- **Work instructions**:
Please reproduce the items word for word, from their first line through the line containing "left=42, top=190, right=100, bottom=204", both ends included. Leave out the pictures.

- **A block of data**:

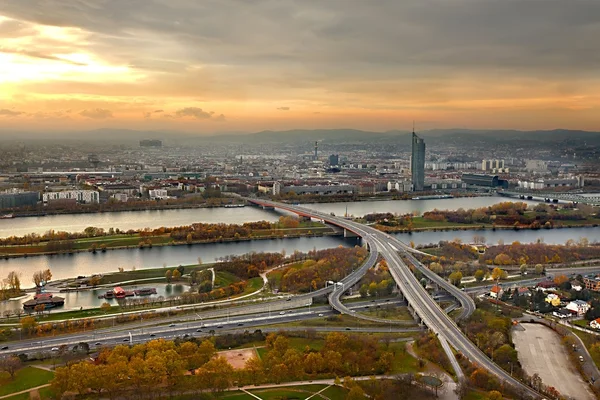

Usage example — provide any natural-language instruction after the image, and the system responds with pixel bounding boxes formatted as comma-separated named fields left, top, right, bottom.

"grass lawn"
left=321, top=385, right=348, bottom=400
left=464, top=390, right=488, bottom=400
left=360, top=306, right=413, bottom=321
left=215, top=270, right=241, bottom=288
left=267, top=262, right=302, bottom=288
left=5, top=387, right=54, bottom=400
left=571, top=329, right=600, bottom=368
left=242, top=276, right=263, bottom=295
left=390, top=342, right=419, bottom=374
left=256, top=337, right=325, bottom=359
left=0, top=367, right=54, bottom=396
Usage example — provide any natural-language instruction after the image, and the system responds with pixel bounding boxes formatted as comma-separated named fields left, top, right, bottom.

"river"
left=0, top=196, right=537, bottom=237
left=0, top=282, right=189, bottom=315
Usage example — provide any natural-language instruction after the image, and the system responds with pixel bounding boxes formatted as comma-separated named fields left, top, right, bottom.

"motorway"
left=248, top=199, right=540, bottom=398
left=0, top=299, right=423, bottom=355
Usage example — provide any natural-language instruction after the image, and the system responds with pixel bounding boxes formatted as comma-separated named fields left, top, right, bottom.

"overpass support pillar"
left=344, top=228, right=358, bottom=237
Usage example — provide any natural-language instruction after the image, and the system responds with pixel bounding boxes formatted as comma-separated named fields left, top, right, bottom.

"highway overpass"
left=246, top=198, right=541, bottom=398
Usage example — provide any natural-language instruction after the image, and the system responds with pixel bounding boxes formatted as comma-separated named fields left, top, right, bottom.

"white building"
left=566, top=300, right=591, bottom=317
left=148, top=189, right=169, bottom=200
left=110, top=193, right=129, bottom=203
left=525, top=160, right=548, bottom=172
left=42, top=190, right=100, bottom=204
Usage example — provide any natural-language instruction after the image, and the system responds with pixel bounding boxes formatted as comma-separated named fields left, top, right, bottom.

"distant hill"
left=0, top=128, right=600, bottom=145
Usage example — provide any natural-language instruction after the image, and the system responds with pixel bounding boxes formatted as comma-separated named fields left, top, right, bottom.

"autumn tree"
left=0, top=356, right=21, bottom=380
left=100, top=301, right=111, bottom=314
left=474, top=269, right=485, bottom=282
left=554, top=275, right=569, bottom=286
left=492, top=267, right=506, bottom=281
left=6, top=271, right=21, bottom=293
left=449, top=271, right=462, bottom=286
left=535, top=264, right=544, bottom=275
left=32, top=269, right=52, bottom=288
left=429, top=262, right=444, bottom=275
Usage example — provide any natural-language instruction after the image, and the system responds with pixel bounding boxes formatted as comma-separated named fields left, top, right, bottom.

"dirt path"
left=513, top=323, right=594, bottom=400
left=406, top=342, right=458, bottom=400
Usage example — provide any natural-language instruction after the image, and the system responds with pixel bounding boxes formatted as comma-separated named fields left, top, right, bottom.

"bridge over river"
left=245, top=198, right=541, bottom=398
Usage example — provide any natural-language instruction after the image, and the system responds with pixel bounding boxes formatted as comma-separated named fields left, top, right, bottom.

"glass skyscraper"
left=410, top=132, right=425, bottom=190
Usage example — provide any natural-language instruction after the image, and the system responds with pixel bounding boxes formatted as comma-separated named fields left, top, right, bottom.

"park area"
left=0, top=366, right=54, bottom=400
left=513, top=324, right=594, bottom=400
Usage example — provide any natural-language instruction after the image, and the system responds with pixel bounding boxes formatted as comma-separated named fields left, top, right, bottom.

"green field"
left=359, top=306, right=414, bottom=321
left=4, top=386, right=54, bottom=400
left=0, top=367, right=54, bottom=398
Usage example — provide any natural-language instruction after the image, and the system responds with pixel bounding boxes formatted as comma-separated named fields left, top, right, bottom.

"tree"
left=6, top=271, right=21, bottom=293
left=0, top=356, right=21, bottom=379
left=494, top=253, right=512, bottom=265
left=100, top=301, right=111, bottom=314
left=554, top=275, right=569, bottom=286
left=475, top=269, right=485, bottom=282
left=32, top=269, right=52, bottom=287
left=346, top=385, right=366, bottom=400
left=429, top=262, right=444, bottom=275
left=487, top=390, right=504, bottom=400
left=21, top=317, right=37, bottom=332
left=449, top=271, right=462, bottom=286
left=535, top=264, right=544, bottom=275
left=519, top=264, right=527, bottom=275
left=492, top=267, right=506, bottom=281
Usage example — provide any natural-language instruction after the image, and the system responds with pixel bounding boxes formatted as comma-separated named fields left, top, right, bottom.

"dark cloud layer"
left=0, top=0, right=600, bottom=79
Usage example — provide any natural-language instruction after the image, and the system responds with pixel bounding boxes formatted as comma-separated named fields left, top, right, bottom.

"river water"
left=0, top=196, right=537, bottom=237
left=0, top=197, right=600, bottom=313
left=0, top=282, right=189, bottom=315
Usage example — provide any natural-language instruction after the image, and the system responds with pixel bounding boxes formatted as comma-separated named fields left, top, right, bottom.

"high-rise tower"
left=410, top=127, right=425, bottom=190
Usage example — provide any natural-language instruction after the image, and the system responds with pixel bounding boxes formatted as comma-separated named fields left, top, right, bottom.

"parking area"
left=513, top=323, right=594, bottom=400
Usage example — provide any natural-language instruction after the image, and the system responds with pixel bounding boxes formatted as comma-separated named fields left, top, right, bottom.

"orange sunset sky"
left=0, top=0, right=600, bottom=133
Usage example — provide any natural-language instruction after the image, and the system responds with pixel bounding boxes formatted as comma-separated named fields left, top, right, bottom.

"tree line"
left=52, top=333, right=395, bottom=399
left=271, top=246, right=368, bottom=293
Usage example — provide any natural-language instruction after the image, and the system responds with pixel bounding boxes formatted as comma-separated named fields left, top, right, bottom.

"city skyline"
left=0, top=0, right=600, bottom=133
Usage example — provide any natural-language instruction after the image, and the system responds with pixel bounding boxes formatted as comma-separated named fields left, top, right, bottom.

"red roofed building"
left=490, top=285, right=504, bottom=299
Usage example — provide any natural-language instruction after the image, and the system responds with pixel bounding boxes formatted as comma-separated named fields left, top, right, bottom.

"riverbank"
left=0, top=222, right=340, bottom=259
left=3, top=197, right=245, bottom=219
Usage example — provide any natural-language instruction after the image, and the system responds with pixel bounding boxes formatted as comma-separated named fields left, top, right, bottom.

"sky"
left=0, top=0, right=600, bottom=133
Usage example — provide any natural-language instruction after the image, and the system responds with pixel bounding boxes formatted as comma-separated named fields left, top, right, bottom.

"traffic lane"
left=3, top=312, right=423, bottom=354
left=4, top=299, right=418, bottom=354
left=0, top=298, right=403, bottom=348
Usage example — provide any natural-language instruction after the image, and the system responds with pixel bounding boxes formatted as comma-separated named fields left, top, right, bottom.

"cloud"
left=0, top=46, right=87, bottom=66
left=173, top=107, right=225, bottom=121
left=79, top=108, right=113, bottom=119
left=175, top=107, right=214, bottom=119
left=0, top=108, right=24, bottom=117
left=144, top=110, right=165, bottom=118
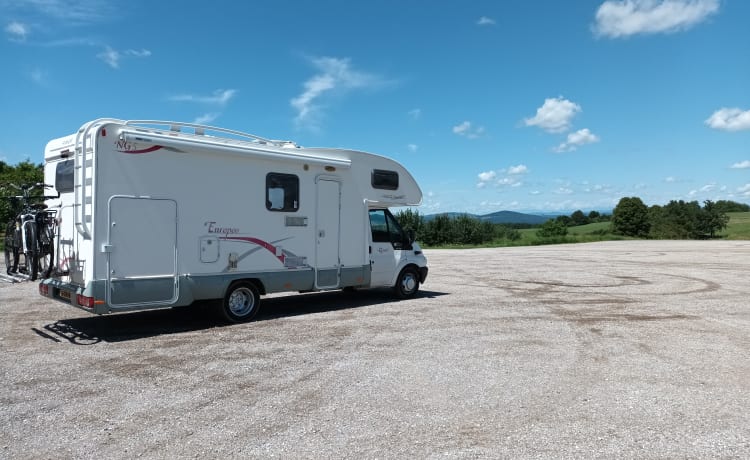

- **Answer to the problem**:
Usage example — provide any natural-language instruction after the image, and the system responds with pixel bounding boxes formatted as comma-separated named fields left, top, right, bottom.

"grass lawn"
left=321, top=385, right=348, bottom=400
left=464, top=390, right=488, bottom=400
left=360, top=306, right=413, bottom=321
left=215, top=270, right=241, bottom=288
left=267, top=262, right=302, bottom=288
left=5, top=387, right=54, bottom=400
left=571, top=329, right=600, bottom=368
left=242, top=276, right=263, bottom=295
left=390, top=342, right=419, bottom=374
left=256, top=337, right=325, bottom=359
left=0, top=367, right=54, bottom=396
Usage example — provide any natural-language instruction after the image, and the system responds with pixel bounding boxes formatted as comma-separated named fields left, top, right, bottom.

"river"
left=0, top=196, right=537, bottom=237
left=0, top=282, right=189, bottom=315
Usage example — provide any natural-language instruction after the image, and the system responds with pixel bounding boxes formatted as comma-separated named fields left, top, right, bottom.

"motorway"
left=248, top=199, right=540, bottom=398
left=0, top=299, right=423, bottom=355
Usage example — provide any natural-language instruction after the image, and the system responds with pixel bounding boxes formatted as comma-separated named fields left, top, right, bottom.

"overpass support pillar"
left=344, top=228, right=358, bottom=237
Usage example — provide any natural-language instruction after the image, and the system responds with pixel bounding boxes formatted as comma-separated named fields left, top, right, bottom.

"highway overpass"
left=246, top=198, right=541, bottom=398
Usage example — provide any natural-language instruction after the image, and the system responds with pixel bounding boxes formatted as comma-separated named fields left, top, right, bottom.

"white building"
left=566, top=300, right=591, bottom=317
left=148, top=189, right=169, bottom=200
left=110, top=193, right=129, bottom=203
left=525, top=160, right=548, bottom=172
left=42, top=190, right=100, bottom=204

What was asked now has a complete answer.